◆ **What you will do**: Write out, word for word, only the lines from the one with "the white riding" to the end of the data below.

(Images for object localization)

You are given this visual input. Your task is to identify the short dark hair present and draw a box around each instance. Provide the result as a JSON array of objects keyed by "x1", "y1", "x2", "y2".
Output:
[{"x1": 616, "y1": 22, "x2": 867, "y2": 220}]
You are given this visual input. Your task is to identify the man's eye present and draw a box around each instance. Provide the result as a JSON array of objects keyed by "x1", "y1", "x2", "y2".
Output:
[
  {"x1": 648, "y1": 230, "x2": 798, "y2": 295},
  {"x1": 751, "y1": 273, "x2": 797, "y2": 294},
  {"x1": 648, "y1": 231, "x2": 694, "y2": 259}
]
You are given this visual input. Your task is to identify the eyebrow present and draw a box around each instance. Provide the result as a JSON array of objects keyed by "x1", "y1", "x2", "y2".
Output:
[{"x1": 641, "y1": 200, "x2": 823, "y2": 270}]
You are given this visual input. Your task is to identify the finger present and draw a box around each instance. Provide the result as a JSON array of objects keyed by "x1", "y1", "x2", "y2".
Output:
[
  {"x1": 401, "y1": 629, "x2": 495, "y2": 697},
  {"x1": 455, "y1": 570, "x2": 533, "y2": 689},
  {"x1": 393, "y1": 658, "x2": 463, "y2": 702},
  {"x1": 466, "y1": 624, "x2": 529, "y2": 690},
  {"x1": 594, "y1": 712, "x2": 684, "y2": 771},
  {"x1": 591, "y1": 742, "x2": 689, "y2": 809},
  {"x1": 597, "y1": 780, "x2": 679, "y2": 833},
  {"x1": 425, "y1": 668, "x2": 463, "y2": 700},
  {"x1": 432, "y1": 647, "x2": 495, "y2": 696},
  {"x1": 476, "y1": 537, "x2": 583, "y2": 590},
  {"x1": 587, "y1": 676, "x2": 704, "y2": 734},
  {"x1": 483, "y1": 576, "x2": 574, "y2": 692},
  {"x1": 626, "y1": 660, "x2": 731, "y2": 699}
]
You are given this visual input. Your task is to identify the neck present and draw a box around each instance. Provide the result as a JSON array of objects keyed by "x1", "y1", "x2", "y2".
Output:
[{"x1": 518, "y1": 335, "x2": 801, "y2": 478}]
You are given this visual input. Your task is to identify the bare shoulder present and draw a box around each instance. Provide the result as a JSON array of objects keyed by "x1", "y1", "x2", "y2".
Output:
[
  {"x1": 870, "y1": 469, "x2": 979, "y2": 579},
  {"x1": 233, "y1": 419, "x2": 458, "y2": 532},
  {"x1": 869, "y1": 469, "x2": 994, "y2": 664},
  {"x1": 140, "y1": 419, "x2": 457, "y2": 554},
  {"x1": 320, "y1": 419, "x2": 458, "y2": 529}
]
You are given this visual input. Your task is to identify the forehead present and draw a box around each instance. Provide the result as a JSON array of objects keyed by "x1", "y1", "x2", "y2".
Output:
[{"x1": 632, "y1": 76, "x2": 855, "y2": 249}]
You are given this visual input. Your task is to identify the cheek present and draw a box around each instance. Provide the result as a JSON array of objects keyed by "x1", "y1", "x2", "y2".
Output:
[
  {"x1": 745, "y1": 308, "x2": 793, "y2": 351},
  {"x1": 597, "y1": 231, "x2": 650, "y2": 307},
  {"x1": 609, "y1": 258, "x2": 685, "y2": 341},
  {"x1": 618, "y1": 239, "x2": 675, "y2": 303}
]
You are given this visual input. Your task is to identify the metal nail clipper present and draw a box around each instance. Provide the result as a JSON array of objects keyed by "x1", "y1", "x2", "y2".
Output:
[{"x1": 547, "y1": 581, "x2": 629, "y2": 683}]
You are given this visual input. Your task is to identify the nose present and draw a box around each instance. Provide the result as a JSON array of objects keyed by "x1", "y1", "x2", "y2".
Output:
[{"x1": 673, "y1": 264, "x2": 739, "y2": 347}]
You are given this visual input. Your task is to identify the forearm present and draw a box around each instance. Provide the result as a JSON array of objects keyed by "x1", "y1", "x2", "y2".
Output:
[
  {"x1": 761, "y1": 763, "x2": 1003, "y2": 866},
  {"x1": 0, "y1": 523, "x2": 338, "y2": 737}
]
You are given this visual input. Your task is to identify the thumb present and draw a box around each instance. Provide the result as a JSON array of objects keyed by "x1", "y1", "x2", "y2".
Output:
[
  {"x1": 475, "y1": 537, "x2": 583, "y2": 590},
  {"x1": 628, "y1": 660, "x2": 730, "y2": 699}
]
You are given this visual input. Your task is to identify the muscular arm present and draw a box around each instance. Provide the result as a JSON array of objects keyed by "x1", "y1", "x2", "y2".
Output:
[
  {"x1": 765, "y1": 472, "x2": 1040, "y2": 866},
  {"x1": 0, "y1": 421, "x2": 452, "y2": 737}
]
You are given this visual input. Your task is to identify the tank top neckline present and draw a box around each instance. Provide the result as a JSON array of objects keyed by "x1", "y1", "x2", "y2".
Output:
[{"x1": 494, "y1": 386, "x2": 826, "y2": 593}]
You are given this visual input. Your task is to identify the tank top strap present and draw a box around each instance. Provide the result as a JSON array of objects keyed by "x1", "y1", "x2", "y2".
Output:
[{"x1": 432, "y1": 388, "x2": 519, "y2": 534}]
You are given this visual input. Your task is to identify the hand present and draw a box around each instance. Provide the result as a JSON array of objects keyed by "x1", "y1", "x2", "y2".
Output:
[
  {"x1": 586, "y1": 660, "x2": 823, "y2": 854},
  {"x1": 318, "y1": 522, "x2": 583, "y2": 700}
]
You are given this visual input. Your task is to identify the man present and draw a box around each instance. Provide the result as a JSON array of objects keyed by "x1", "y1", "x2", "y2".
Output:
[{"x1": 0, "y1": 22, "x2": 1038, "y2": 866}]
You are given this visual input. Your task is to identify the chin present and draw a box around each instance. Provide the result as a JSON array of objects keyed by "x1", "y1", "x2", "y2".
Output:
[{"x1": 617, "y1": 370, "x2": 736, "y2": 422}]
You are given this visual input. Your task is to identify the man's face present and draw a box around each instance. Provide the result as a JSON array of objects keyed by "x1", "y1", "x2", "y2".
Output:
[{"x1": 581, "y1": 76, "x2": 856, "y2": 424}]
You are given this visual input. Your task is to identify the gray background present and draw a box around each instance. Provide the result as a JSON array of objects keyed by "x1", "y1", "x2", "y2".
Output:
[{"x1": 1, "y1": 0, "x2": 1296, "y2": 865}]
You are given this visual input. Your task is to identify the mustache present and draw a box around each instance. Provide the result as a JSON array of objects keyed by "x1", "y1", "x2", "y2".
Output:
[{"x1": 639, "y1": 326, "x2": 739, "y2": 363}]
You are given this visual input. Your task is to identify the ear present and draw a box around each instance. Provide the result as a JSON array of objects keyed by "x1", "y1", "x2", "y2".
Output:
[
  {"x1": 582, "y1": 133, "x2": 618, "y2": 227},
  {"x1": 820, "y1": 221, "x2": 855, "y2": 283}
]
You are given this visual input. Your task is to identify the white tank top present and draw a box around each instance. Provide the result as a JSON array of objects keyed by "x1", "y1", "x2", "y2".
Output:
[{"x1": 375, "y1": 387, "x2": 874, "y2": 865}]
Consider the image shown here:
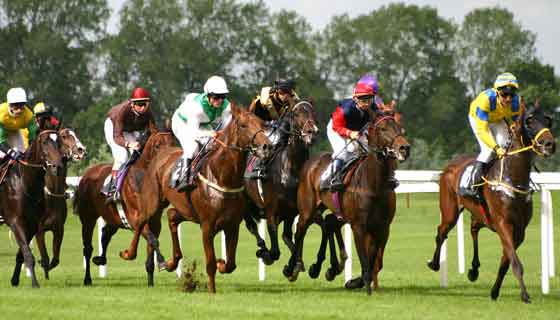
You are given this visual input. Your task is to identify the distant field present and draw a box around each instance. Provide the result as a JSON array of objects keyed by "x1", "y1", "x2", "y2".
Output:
[{"x1": 0, "y1": 193, "x2": 559, "y2": 320}]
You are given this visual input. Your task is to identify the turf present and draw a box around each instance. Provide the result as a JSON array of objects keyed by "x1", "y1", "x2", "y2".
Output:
[{"x1": 0, "y1": 192, "x2": 559, "y2": 319}]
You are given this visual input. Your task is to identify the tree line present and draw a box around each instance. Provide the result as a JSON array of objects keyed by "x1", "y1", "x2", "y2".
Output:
[{"x1": 1, "y1": 0, "x2": 558, "y2": 172}]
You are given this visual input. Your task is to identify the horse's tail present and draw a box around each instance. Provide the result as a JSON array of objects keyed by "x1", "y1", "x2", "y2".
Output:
[{"x1": 72, "y1": 178, "x2": 83, "y2": 216}]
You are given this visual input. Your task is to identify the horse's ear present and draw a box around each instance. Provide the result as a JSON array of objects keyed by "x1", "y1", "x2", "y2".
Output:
[
  {"x1": 164, "y1": 118, "x2": 172, "y2": 130},
  {"x1": 230, "y1": 102, "x2": 241, "y2": 116}
]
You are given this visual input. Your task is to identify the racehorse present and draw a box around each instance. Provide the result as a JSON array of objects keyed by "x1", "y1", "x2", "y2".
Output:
[
  {"x1": 73, "y1": 128, "x2": 175, "y2": 286},
  {"x1": 1, "y1": 129, "x2": 65, "y2": 287},
  {"x1": 138, "y1": 104, "x2": 271, "y2": 293},
  {"x1": 33, "y1": 126, "x2": 87, "y2": 279},
  {"x1": 283, "y1": 110, "x2": 410, "y2": 294},
  {"x1": 428, "y1": 101, "x2": 555, "y2": 303}
]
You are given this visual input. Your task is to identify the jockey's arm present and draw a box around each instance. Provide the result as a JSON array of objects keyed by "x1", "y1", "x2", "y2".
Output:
[
  {"x1": 111, "y1": 111, "x2": 128, "y2": 147},
  {"x1": 331, "y1": 106, "x2": 352, "y2": 138},
  {"x1": 248, "y1": 98, "x2": 259, "y2": 114},
  {"x1": 26, "y1": 115, "x2": 38, "y2": 142},
  {"x1": 471, "y1": 96, "x2": 498, "y2": 150}
]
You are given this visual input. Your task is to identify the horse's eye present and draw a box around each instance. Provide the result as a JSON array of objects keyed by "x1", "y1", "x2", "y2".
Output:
[{"x1": 240, "y1": 123, "x2": 248, "y2": 129}]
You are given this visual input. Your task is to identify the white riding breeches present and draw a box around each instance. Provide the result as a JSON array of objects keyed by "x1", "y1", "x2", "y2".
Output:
[
  {"x1": 468, "y1": 115, "x2": 510, "y2": 163},
  {"x1": 171, "y1": 112, "x2": 211, "y2": 160},
  {"x1": 104, "y1": 118, "x2": 143, "y2": 170},
  {"x1": 326, "y1": 119, "x2": 368, "y2": 161}
]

◆ **Exercise answer**:
You are given this visual input. Your task is to identify the white riding breeches present and draw a box around each instance. Provide the result as a JSON array of objects keyed by "x1", "y1", "x2", "y2".
Output:
[
  {"x1": 468, "y1": 115, "x2": 510, "y2": 163},
  {"x1": 171, "y1": 112, "x2": 211, "y2": 160},
  {"x1": 104, "y1": 118, "x2": 143, "y2": 170},
  {"x1": 326, "y1": 119, "x2": 368, "y2": 161}
]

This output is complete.